▶ [Set exercise]:
Copy every line of the entries below word for word, leaving out the pictures.

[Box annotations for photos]
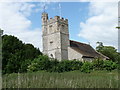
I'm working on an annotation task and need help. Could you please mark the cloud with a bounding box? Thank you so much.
[0,2,42,49]
[79,2,118,47]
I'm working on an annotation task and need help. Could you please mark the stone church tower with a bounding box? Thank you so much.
[41,12,69,60]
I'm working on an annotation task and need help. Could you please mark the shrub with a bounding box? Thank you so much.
[27,55,50,71]
[81,62,93,73]
[70,60,83,70]
[92,59,104,70]
[104,60,117,71]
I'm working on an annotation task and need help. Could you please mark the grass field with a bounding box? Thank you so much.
[2,71,118,88]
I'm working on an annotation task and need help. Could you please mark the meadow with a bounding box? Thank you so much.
[2,70,118,88]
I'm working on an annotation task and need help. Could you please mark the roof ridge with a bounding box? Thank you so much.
[69,40,91,46]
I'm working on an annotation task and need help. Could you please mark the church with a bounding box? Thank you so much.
[41,12,108,61]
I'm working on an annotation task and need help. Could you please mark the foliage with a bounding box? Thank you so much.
[103,60,117,71]
[27,55,50,72]
[2,35,42,74]
[81,62,93,73]
[2,71,119,90]
[92,59,104,70]
[96,42,120,62]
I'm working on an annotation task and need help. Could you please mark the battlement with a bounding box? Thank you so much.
[48,16,68,24]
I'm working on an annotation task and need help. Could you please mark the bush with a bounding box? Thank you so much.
[27,55,50,71]
[92,59,104,70]
[71,60,83,70]
[104,60,117,71]
[81,62,93,73]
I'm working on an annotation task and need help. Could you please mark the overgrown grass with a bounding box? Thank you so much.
[2,71,118,88]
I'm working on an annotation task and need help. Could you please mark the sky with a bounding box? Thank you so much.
[0,0,118,51]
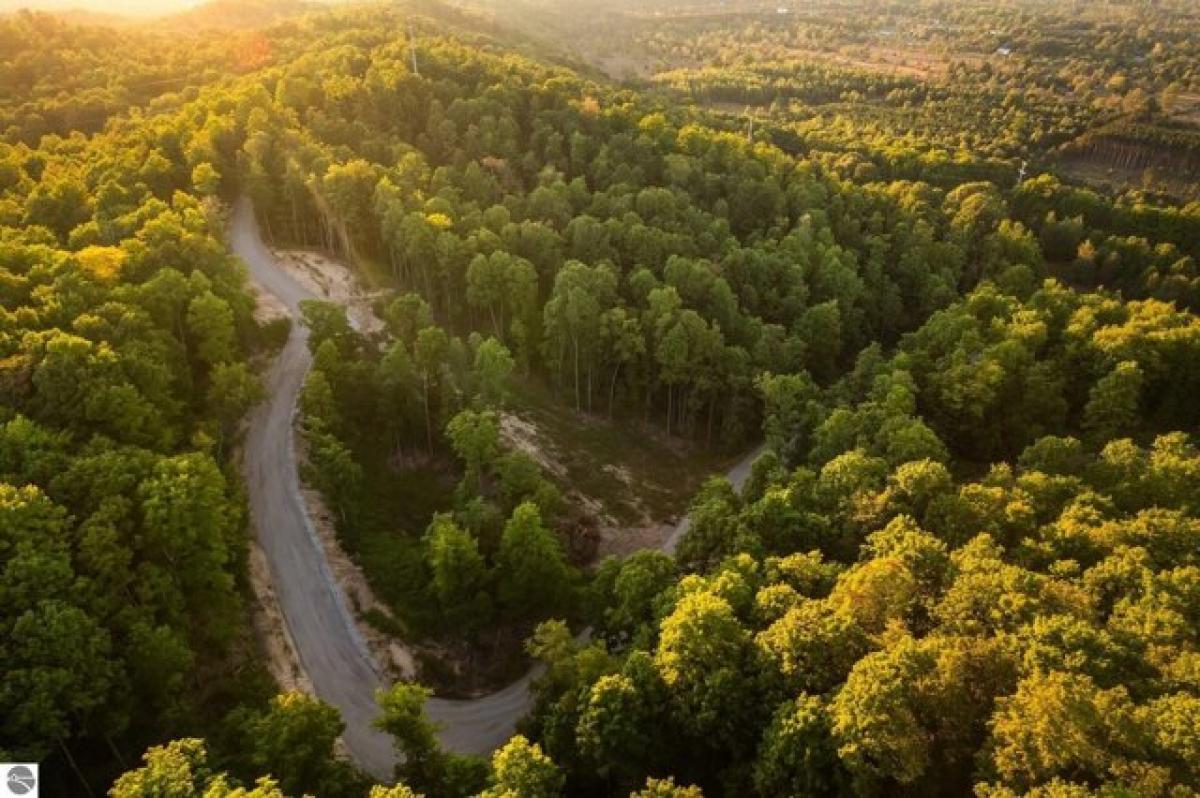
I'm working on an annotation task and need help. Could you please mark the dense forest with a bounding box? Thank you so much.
[0,0,1200,798]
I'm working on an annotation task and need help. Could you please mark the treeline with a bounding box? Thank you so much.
[218,12,1113,451]
[0,78,265,792]
[300,294,582,646]
[527,277,1200,796]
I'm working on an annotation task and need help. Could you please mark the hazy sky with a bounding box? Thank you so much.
[0,0,202,17]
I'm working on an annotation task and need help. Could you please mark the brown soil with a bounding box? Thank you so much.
[250,542,314,695]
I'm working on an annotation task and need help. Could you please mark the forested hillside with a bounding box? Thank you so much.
[0,2,1200,798]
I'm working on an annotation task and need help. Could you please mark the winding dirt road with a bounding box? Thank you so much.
[229,200,758,780]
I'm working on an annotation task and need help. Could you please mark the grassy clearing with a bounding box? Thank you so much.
[511,382,737,526]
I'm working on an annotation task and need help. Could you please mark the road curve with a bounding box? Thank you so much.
[229,199,761,780]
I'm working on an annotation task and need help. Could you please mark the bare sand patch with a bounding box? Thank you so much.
[250,541,316,695]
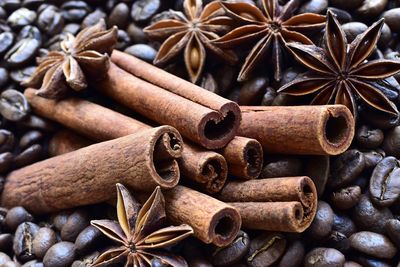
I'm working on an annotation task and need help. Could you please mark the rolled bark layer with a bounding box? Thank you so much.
[108,51,241,149]
[25,89,228,193]
[217,176,318,232]
[164,185,241,247]
[219,136,263,180]
[1,126,182,213]
[239,105,355,155]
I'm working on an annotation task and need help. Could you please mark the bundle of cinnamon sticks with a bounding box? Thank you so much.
[1,51,354,246]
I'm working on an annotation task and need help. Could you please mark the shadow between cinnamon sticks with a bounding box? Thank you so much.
[239,105,355,155]
[25,89,228,193]
[1,126,183,213]
[217,176,318,232]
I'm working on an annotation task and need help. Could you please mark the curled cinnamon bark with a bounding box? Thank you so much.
[239,105,355,155]
[218,179,317,232]
[106,51,241,149]
[25,89,228,193]
[1,126,183,213]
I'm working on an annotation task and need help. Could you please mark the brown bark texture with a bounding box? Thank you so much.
[217,176,318,232]
[109,50,241,149]
[25,89,228,193]
[239,105,355,155]
[1,126,182,216]
[164,185,241,247]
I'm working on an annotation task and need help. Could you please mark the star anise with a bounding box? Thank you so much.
[278,12,400,115]
[91,184,193,267]
[213,0,325,81]
[23,20,117,98]
[144,0,237,83]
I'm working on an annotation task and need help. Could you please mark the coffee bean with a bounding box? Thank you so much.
[261,156,303,178]
[246,233,286,267]
[352,194,393,233]
[332,213,357,237]
[5,206,33,232]
[43,241,76,267]
[75,225,103,255]
[328,149,365,189]
[7,7,36,28]
[304,248,346,267]
[278,240,305,267]
[356,125,384,149]
[32,227,57,258]
[61,210,90,242]
[331,185,361,210]
[13,222,40,262]
[307,201,333,240]
[349,231,397,259]
[212,231,250,266]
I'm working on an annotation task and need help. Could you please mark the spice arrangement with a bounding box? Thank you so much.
[0,0,400,267]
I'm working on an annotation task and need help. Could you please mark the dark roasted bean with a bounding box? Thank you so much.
[349,231,397,259]
[304,248,346,267]
[5,206,33,232]
[246,233,286,267]
[331,185,361,210]
[328,149,365,189]
[43,241,76,267]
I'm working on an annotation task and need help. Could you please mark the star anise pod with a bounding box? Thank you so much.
[278,11,400,115]
[144,0,237,83]
[213,0,325,81]
[91,184,193,267]
[22,20,117,98]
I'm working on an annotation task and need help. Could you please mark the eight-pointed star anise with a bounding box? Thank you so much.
[23,20,117,98]
[278,12,400,115]
[91,184,193,267]
[213,0,325,81]
[144,0,237,83]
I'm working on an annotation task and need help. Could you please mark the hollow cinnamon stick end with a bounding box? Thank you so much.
[319,105,355,155]
[198,102,242,149]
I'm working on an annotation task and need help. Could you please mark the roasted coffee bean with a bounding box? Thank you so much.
[328,149,365,189]
[349,231,397,259]
[278,240,305,267]
[238,77,269,106]
[75,225,103,255]
[246,233,286,267]
[307,201,333,240]
[43,241,76,267]
[37,5,64,35]
[61,1,90,22]
[356,125,384,149]
[7,7,36,28]
[0,89,30,121]
[211,231,250,266]
[261,156,303,178]
[332,213,357,237]
[352,194,393,233]
[131,0,161,22]
[5,206,33,232]
[61,210,90,242]
[369,157,400,207]
[14,144,44,168]
[13,222,40,262]
[124,44,157,63]
[32,227,57,258]
[108,3,129,29]
[331,185,361,210]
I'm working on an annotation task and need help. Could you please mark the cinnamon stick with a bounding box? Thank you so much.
[1,126,182,213]
[103,51,241,149]
[164,185,241,247]
[25,89,228,193]
[239,105,355,155]
[218,179,317,232]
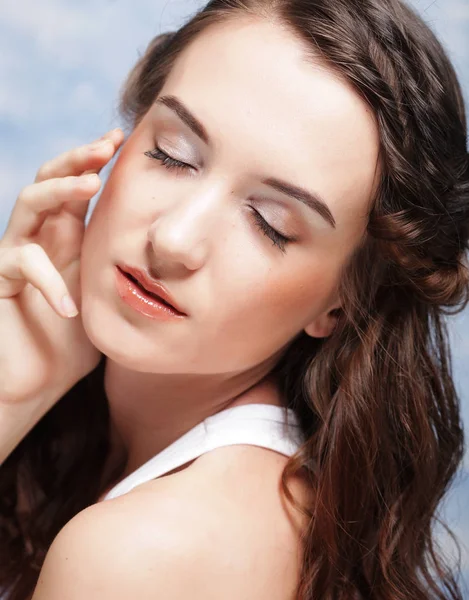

▶ [Exercise output]:
I'm working on an annotation task and need help. Could you please mark the cloud with a bounding box? Thank you so much.
[0,2,42,49]
[79,2,118,47]
I'm working on an annotation task and need help. Could you please mark the stone church tower with a bounding box? Thank you so much.
[41,12,69,60]
I'm working on an annotation task and need help. Could you please mark the shrub with a bounding box? Thank you so much.
[27,55,50,71]
[81,62,93,73]
[70,60,83,70]
[92,59,104,70]
[104,60,117,71]
I'm working on an annotation task and need help. Could you please mark the grass field with a bounding box? Thank you so much.
[2,71,118,88]
I'm working on an annotation task and need help. Could you please mark the meadow with a bounding box? Thank you so much.
[2,70,118,88]
I'm working on an annotation task and need help. Could you please mark the roof ridge with a bounding box? Thank you so much.
[69,40,91,46]
I'm working on an annotation task and need help. Could you please mark the church with a bounding box? Thank you so much.
[41,12,108,61]
I'm working on an annotation task and need help. Could you please mark the foliage with a bounding box? Thank you so much.
[103,60,117,71]
[27,55,50,72]
[2,35,42,74]
[81,62,93,73]
[2,71,119,90]
[92,59,104,70]
[96,42,120,62]
I'm working on an annotation task and need help. Could you please mark the battlement with a bounding box? Thank you so much.
[48,16,68,24]
I'm working on an annotation task and need help. Could you please mark the bush with a bounding box? Thank you so much.
[27,55,50,71]
[92,59,104,70]
[71,60,83,70]
[104,60,117,71]
[81,62,93,73]
I'm working on an annotation task and need help. Could you please mark the overgrown grass with a bounding box? Thank you so much.
[2,71,118,88]
I'm working on an annotation task and need help. Could you please mark the sky with a bounding box? Thank you so much.
[0,0,118,51]
I'm working on an annotation task and need help. Could you please mark the dense forest with a bounding box? Thank you so much.
[0,0,1200,798]
I'm working on an annotation task and need help. Could you please mark the treeline with a bounding box? Thank you so much.
[218,12,1113,451]
[0,78,265,792]
[300,294,582,646]
[527,277,1200,796]
I'm working on an annotation task and need help. Could you please mark the hazy sky with a bounding box? Thank you so much.
[0,0,202,17]
I'm working on an annotation task and need help. Could you please mark the brown soil with a bounding box? Thank you so much.
[250,542,314,695]
I'm working on an annotation task and need help. Could you please mark the forested hillside with a bounding box? Thank you so much.
[0,2,1200,798]
I'm working on an annotation task and need help. Could you please mark the winding dirt road with a bounding box? Thank you so much.
[229,200,758,780]
I'm working on an annotation task and need help. Could you please mark the grassy clearing with a bounding box? Thank you so much.
[511,382,737,526]
I'm working on an annotation task and need help. Could you please mark the road curve with a bounding box? Thank you so much.
[229,199,761,780]
I'm working on an annotation task and need help. Could you please mark the bare sand patch with a bounding box? Thank you so much.
[250,541,316,695]
I'm working on an annotation task and need help. Could you please mark the rolled bark layer with a bounding box? Thank you so much.
[108,51,241,149]
[25,89,228,193]
[217,176,318,232]
[164,185,241,247]
[219,136,263,180]
[1,126,182,213]
[239,105,355,155]
I'm working on an annotation task and need help. Could you please mark the bundle of cinnamon sticks with a bounding box? Thank you so much.
[1,51,354,246]
I'm working on an annotation task and need help. Could you please mark the shadow between cinnamon sticks with a bounding box? Thank you so much.
[239,105,355,155]
[25,89,228,193]
[1,126,183,213]
[217,176,318,232]
I'm working on an annotation task and need help. Could you please mark the curled cinnamon bark with a bounding box? Thank you so much.
[239,105,355,155]
[218,179,317,232]
[106,51,241,149]
[25,89,228,193]
[1,126,183,213]
I'm working on an annotation task and need help. Could you please mark the brown bark texture with a bounding box? Thank you so much.
[217,176,318,232]
[109,50,241,149]
[25,89,228,193]
[239,105,355,155]
[1,126,182,216]
[164,185,241,247]
I'm working on an annotation task and need help. Could you please mark the star anise with a bounding box? Thank you so much.
[278,12,400,115]
[91,184,193,267]
[213,0,325,81]
[23,20,117,98]
[144,0,237,83]
I'm working on an annotation task and need help. Could you please mark the coffee bean with a bounding box? Thank you so much.
[261,156,303,178]
[246,233,286,267]
[352,194,393,233]
[332,213,357,237]
[5,206,33,232]
[43,241,76,267]
[75,225,103,255]
[328,149,365,189]
[7,7,36,28]
[304,248,346,267]
[278,240,305,267]
[356,125,384,149]
[32,227,57,258]
[61,210,90,242]
[331,185,361,210]
[13,222,40,262]
[307,201,333,240]
[349,231,397,259]
[212,231,250,266]
I'm working on an annotation task and need help. Could you please mark the spice arrangement with a bounding box? Thank you so much.
[0,0,400,267]
I'm working on an annotation task and need help. Could you please mark the dark roasted bean with a bounding box? Thank you so much.
[349,231,397,259]
[304,248,346,267]
[5,206,33,232]
[246,233,286,267]
[331,185,361,210]
[328,149,365,189]
[43,241,76,267]
I'm working on an annotation task and need help. Could you please mark the star anise pod with a bounding box? Thank you so much.
[278,11,400,115]
[144,0,237,83]
[213,0,325,81]
[91,184,193,267]
[22,20,117,98]
I'm working on an annotation task and need help. Could you please mark the eight-pointed star anise with a bounding box? Thank you so much.
[23,20,117,98]
[278,12,400,115]
[91,184,193,267]
[213,0,325,81]
[144,0,237,83]
I'm working on an annotation task and need help. Could you please mark the hollow cinnamon stick end with a bounding box? Thank you so much.
[319,105,355,155]
[198,102,242,149]
I'm working on an annotation task and need help. Could you please mark the roasted coffee bean with a bounding box? Thank you so much.
[328,149,365,189]
[349,231,397,259]
[278,240,305,267]
[238,77,269,106]
[75,225,103,255]
[246,233,286,267]
[307,201,333,240]
[43,241,76,267]
[37,5,64,35]
[61,1,90,22]
[356,125,384,149]
[7,7,36,28]
[0,89,30,121]
[211,231,250,266]
[261,156,303,178]
[332,213,357,237]
[352,194,393,233]
[131,0,161,22]
[5,206,33,232]
[61,210,90,242]
[369,157,400,207]
[14,144,44,168]
[13,222,40,262]
[124,44,157,63]
[32,227,57,258]
[108,3,129,29]
[331,185,361,210]
I'm working on an annotation task and need help. Could you please mark the cinnamon stick with a bounding box? Thank you so much.
[1,126,182,213]
[103,51,241,149]
[164,185,241,247]
[25,89,228,193]
[239,105,355,155]
[218,179,317,232]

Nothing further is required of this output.